# Task objective
Take the data below and extract the lines from the one with "Target: metal crank handle" to the one with "Target: yellow flower", inclusive, exactly as written.
*** Opening of Materials provided ***
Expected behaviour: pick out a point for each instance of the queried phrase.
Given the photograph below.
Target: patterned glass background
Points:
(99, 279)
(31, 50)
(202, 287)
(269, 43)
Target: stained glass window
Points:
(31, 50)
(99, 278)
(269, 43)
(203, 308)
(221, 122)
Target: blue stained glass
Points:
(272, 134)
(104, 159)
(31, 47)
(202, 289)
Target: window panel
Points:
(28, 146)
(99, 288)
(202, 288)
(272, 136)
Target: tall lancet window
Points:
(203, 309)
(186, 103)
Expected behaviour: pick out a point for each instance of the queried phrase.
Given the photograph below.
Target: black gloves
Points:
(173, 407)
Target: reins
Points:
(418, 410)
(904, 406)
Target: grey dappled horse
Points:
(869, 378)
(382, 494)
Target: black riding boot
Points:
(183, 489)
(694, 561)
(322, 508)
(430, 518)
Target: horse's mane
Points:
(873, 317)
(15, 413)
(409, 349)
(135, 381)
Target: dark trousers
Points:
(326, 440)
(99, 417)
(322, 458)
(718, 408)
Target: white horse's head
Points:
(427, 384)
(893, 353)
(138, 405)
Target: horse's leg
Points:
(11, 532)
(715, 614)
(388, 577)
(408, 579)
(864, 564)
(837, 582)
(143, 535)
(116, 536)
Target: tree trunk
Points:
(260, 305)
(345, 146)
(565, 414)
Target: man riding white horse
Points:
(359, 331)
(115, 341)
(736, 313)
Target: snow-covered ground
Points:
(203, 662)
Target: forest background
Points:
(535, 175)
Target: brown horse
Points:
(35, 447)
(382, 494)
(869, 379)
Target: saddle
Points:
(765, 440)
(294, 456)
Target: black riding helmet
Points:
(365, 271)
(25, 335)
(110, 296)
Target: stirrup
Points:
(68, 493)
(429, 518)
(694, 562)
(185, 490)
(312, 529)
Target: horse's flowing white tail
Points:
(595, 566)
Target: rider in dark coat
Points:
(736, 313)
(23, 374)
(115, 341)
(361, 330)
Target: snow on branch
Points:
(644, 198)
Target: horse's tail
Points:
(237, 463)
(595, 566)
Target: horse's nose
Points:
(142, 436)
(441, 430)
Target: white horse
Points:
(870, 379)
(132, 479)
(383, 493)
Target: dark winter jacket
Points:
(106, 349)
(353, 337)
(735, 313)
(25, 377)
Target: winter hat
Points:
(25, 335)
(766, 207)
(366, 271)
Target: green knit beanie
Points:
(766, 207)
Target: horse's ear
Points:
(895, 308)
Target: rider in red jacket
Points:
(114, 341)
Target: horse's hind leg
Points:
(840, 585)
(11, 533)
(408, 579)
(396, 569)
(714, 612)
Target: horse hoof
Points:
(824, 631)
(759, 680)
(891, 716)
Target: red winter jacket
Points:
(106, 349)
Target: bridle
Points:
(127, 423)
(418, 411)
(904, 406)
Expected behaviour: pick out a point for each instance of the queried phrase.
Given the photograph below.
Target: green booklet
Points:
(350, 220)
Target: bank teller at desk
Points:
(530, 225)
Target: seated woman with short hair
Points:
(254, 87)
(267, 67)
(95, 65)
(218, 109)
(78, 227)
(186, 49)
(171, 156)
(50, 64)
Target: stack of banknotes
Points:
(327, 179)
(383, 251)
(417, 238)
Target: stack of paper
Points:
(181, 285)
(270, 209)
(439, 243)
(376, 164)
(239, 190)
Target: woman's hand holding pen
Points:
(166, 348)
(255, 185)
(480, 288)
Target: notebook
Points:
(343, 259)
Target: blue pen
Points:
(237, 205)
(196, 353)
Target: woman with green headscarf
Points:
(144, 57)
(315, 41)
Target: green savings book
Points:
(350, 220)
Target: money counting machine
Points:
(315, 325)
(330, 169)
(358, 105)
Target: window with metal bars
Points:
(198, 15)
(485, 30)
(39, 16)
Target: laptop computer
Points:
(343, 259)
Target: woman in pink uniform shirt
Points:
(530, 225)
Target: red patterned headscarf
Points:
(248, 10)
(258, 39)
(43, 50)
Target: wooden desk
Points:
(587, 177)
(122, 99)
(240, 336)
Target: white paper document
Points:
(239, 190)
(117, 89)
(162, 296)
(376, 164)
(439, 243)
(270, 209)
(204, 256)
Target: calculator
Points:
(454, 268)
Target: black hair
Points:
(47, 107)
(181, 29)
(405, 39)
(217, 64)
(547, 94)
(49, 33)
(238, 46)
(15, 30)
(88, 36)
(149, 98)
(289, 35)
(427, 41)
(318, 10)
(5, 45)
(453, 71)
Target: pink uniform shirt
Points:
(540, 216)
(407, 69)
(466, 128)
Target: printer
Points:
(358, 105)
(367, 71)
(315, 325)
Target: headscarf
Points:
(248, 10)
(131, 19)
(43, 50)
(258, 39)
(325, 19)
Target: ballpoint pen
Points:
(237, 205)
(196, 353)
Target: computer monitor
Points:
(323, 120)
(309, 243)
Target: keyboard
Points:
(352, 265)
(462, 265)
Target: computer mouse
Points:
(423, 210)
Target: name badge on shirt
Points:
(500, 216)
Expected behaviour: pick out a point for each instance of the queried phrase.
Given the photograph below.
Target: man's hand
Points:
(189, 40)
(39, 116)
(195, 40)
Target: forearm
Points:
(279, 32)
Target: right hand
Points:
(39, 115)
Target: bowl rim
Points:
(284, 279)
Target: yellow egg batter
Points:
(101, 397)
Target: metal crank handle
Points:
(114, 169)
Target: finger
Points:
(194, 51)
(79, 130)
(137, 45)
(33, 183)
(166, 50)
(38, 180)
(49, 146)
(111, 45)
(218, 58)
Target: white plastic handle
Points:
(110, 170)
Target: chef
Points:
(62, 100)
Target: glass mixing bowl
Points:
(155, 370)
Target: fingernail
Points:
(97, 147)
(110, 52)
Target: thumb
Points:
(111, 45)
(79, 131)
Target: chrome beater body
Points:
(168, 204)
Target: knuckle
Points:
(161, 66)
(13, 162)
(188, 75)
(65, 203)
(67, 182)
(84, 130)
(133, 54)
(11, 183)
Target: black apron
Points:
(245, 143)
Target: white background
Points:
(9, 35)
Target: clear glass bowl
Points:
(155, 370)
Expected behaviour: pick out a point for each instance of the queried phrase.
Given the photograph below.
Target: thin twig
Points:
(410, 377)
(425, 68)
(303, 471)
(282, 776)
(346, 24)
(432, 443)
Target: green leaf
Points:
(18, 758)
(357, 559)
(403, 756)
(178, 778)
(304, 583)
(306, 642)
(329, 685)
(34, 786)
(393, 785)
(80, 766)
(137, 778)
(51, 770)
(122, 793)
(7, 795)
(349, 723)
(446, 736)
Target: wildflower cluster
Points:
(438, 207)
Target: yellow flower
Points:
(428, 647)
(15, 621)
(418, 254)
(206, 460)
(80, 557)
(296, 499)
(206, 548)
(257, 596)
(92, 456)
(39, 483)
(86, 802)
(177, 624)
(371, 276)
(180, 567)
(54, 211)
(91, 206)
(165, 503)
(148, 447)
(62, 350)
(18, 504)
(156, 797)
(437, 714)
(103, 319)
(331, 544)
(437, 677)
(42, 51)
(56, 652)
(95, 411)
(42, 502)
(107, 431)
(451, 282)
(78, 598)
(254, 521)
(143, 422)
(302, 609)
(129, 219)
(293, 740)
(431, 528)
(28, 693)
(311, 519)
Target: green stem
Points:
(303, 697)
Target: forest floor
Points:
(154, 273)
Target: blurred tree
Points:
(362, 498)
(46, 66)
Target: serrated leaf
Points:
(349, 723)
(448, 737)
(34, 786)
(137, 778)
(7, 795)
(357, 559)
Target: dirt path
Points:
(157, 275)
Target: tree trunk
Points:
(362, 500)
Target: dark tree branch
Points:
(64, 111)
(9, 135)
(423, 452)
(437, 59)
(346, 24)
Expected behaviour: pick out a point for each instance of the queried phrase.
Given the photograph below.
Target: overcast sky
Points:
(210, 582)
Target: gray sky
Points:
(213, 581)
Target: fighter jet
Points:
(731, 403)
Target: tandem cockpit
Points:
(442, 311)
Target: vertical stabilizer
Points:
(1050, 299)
*** Close of Materials provided ***
# Exercise output
Target: metal crank handle
Points:
(114, 169)
Target: finger
Points:
(194, 51)
(79, 130)
(137, 45)
(33, 183)
(166, 50)
(38, 180)
(49, 146)
(111, 45)
(218, 58)
Target: white plastic handle
Points:
(110, 170)
Target: chef
Points:
(62, 100)
Target: glass mixing bowl
Points:
(155, 370)
Target: fingernail
Points:
(97, 147)
(110, 52)
Target: thumb
Points:
(111, 45)
(79, 131)
Target: chrome beater body
Points:
(168, 204)
Target: knuckle
Points:
(161, 66)
(13, 162)
(188, 75)
(65, 203)
(67, 182)
(84, 130)
(133, 54)
(11, 183)
Target: black apron
Points:
(245, 143)
Target: white background
Points:
(9, 35)
Target: clear glass bowl
Points:
(155, 370)
Expected behaviour: pick out a point for each instance of the queried phrase.
Given the photograph below.
Target: thin twig
Points:
(410, 377)
(425, 68)
(303, 471)
(282, 776)
(346, 24)
(432, 443)
Target: green leaf
Points:
(18, 758)
(357, 559)
(403, 756)
(178, 778)
(304, 583)
(306, 642)
(329, 685)
(34, 786)
(393, 785)
(80, 766)
(137, 778)
(51, 770)
(122, 793)
(7, 795)
(349, 723)
(446, 736)
Target: wildflower cluster
Points:
(438, 207)
Target: yellow flower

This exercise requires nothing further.